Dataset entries
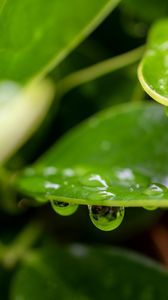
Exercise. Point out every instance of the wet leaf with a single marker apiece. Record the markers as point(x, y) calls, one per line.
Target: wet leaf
point(146, 10)
point(116, 158)
point(153, 69)
point(86, 273)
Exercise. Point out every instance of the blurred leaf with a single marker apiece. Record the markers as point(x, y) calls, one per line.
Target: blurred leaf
point(37, 36)
point(116, 158)
point(153, 70)
point(82, 273)
point(21, 112)
point(147, 10)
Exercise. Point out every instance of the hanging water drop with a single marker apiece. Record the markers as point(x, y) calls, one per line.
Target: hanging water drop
point(106, 218)
point(63, 208)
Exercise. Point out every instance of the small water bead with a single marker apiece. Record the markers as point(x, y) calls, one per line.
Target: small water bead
point(64, 208)
point(51, 185)
point(150, 207)
point(127, 177)
point(155, 190)
point(106, 218)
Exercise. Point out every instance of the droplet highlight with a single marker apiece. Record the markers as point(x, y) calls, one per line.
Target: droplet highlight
point(106, 218)
point(63, 208)
point(154, 190)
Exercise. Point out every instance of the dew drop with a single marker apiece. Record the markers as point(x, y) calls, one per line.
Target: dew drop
point(154, 190)
point(63, 208)
point(93, 180)
point(106, 218)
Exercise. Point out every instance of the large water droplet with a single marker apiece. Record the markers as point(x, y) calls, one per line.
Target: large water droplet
point(106, 217)
point(63, 208)
point(150, 207)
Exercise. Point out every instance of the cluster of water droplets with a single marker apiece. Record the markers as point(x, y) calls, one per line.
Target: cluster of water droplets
point(96, 187)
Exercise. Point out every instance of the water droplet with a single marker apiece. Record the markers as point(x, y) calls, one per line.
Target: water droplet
point(63, 208)
point(166, 110)
point(93, 180)
point(125, 174)
point(68, 172)
point(51, 185)
point(106, 218)
point(49, 171)
point(154, 190)
point(105, 145)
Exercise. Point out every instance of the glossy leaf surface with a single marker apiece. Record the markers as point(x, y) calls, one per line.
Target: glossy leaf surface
point(153, 70)
point(35, 36)
point(116, 158)
point(88, 273)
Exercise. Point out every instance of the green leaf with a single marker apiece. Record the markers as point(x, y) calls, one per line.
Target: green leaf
point(86, 273)
point(35, 36)
point(146, 10)
point(153, 69)
point(116, 158)
point(21, 112)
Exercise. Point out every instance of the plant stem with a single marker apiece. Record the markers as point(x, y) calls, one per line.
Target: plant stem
point(18, 249)
point(8, 195)
point(100, 69)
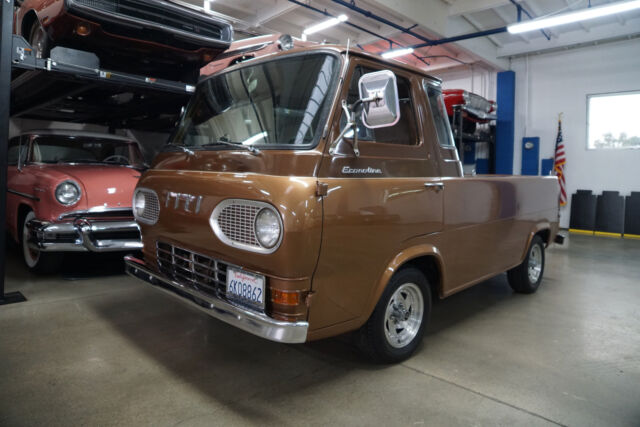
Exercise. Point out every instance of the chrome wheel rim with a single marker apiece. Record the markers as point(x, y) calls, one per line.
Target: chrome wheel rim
point(535, 263)
point(403, 316)
point(31, 256)
point(38, 40)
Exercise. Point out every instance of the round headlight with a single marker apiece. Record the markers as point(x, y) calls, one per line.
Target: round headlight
point(68, 193)
point(268, 228)
point(139, 202)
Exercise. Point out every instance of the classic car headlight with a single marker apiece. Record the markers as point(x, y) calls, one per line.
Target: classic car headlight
point(139, 203)
point(68, 193)
point(248, 224)
point(267, 228)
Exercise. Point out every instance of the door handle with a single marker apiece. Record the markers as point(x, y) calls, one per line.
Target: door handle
point(434, 185)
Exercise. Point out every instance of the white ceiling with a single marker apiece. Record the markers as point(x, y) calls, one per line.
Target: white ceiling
point(433, 19)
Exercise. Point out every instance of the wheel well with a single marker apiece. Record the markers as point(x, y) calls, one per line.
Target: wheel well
point(27, 22)
point(23, 210)
point(428, 265)
point(545, 235)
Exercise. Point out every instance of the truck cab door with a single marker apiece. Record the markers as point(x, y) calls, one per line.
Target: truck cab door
point(376, 204)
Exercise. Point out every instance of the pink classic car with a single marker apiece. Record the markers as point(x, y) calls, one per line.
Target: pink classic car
point(70, 191)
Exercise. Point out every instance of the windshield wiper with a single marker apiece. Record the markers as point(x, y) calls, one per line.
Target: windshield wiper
point(250, 148)
point(181, 147)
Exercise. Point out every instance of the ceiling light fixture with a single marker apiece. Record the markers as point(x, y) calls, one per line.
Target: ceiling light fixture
point(394, 53)
point(575, 16)
point(324, 25)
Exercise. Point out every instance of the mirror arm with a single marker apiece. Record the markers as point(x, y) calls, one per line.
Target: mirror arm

> Brief: A word-for-word restatement of all the lines above is needed, with the pictures omitted.

> Result:
Exercise. Point out every instance of the wet leaf with a single marker apiece. Record the markers as point(x, y) calls, one per line.
Target: wet leaf
point(146, 10)
point(116, 158)
point(153, 69)
point(86, 273)
Exercise. Point out every instance of the blurred leaf with a single marker apiece. Record the markers as point(x, y) calls, one per line.
Target: blurred leaf
point(37, 36)
point(116, 158)
point(153, 70)
point(82, 273)
point(21, 112)
point(147, 10)
Exercise. Point out every instance of the hanging water drop with a single marker apiece. Record the markers as point(x, y) calls, one per line.
Target: hanging water drop
point(106, 218)
point(63, 208)
Exercise. Point out every instance of the small water bead with a single marker apiece. Record the markers as point(x, y) calls, one per line.
Target: small water bead
point(64, 208)
point(51, 185)
point(150, 207)
point(127, 177)
point(155, 190)
point(106, 218)
Exercise. Point out every instance of the droplet highlight with a single marker apiece. Record the markers as point(x, y) calls, one per line.
Target: droplet highlight
point(106, 218)
point(63, 208)
point(154, 190)
Exercise. Point out every instance of the dew drop with a single marker apiece. Record the markers as point(x, y) calls, one per line.
Target: dew drop
point(154, 190)
point(63, 208)
point(93, 180)
point(106, 218)
Exercise. Point out every instance of the large water droplet with a single marker apiece. Record the markers as point(x, y) calls, one per line.
Target: large water droplet
point(106, 217)
point(63, 208)
point(150, 207)
Exercise. Point out every instance of the cluster of water droplets with a single marker apiece. Record the markers as point(x, y) calls, one per line.
Target: cluster of water droplets
point(96, 187)
Exercise. Point out every instance of the water droplet with a single marker apiece. Record the markers as point(x, y) calls, one per line.
Target: water droplet
point(63, 208)
point(166, 110)
point(93, 180)
point(125, 174)
point(68, 172)
point(51, 185)
point(106, 218)
point(49, 171)
point(154, 190)
point(105, 145)
Exercise. Point out every instance of the glossy leaf surface with a single marker apiece. Record the markers as point(x, y) calls, one per line.
Target: glossy leaf surface
point(153, 70)
point(35, 36)
point(116, 158)
point(88, 273)
Exercise. Point out every instance of the green leaf with a single marker apiece. Record the markers as point(x, y) calls, one per line.
Target: green leaf
point(86, 273)
point(35, 36)
point(146, 10)
point(153, 69)
point(116, 158)
point(21, 112)
Exercise. Point out every instance of the plant stem with a single marker apiece. Record the markers as point(x, y) calls, one per line.
Target: plant stem
point(18, 249)
point(8, 195)
point(100, 69)
Exercise. Point out every instance of the chrome wheel rim with a single marker apiece. Record the markers as point(x, y) calls, one per line.
Target: chrome wheel rim
point(535, 263)
point(403, 316)
point(31, 256)
point(38, 40)
Exercise. Point out every instance of the round headlight with a single marker apiece. Record the markers as point(x, y) calls, one per line.
Target: round headlight
point(68, 193)
point(268, 228)
point(139, 202)
Exercise. Point out every instance of the classic car headlight with a single marker apiece. Record the markers as point(x, y) calls, one per line.
Target: classic car headlight
point(139, 203)
point(68, 193)
point(248, 224)
point(267, 228)
Exercise. Point out every instance of the door handle with a single marker apiece. Record the markers as point(x, y) calls, one per line.
Target: door handle
point(434, 185)
Exercise. Point out every instance of the white ceiling with a single marker apiece. Record the markers as point(x, y) calls, one per line.
Target: white ceiling
point(433, 19)
Exercise. Point out every instance of the wheel well with a single marker apiece. Record the markers as point(x, y) calls, one per line.
Target: wheel well
point(27, 22)
point(23, 210)
point(428, 265)
point(545, 235)
Exercise. Point out every instance of the truck cab door with a single marker apiece. Record the markers as point(x, y) calls, one per line.
Target: truck cab door
point(376, 204)
Exercise. Point out every instance of the pink classic car with a single marker apiece. Record the markers as point(x, y) calls, one per line.
Target: pink classic car
point(70, 191)
Exercise. Point out every instance of the windshield wiper with a single marker apiece. Record the markers as point(x, y) calls, one per line.
Target: windshield wiper
point(250, 148)
point(181, 147)
Exercise. Point out every instance of the ceiling light fixture with a single marker apiece. Record the markers as point(x, y) calls, one per line.
Target: ceiling light fixture
point(394, 53)
point(575, 16)
point(324, 25)
Exercise. Point out every instance of the mirror arm with a single marker apiece. Record the markers as point(x, y) calls, one per line.
Target: mirror arm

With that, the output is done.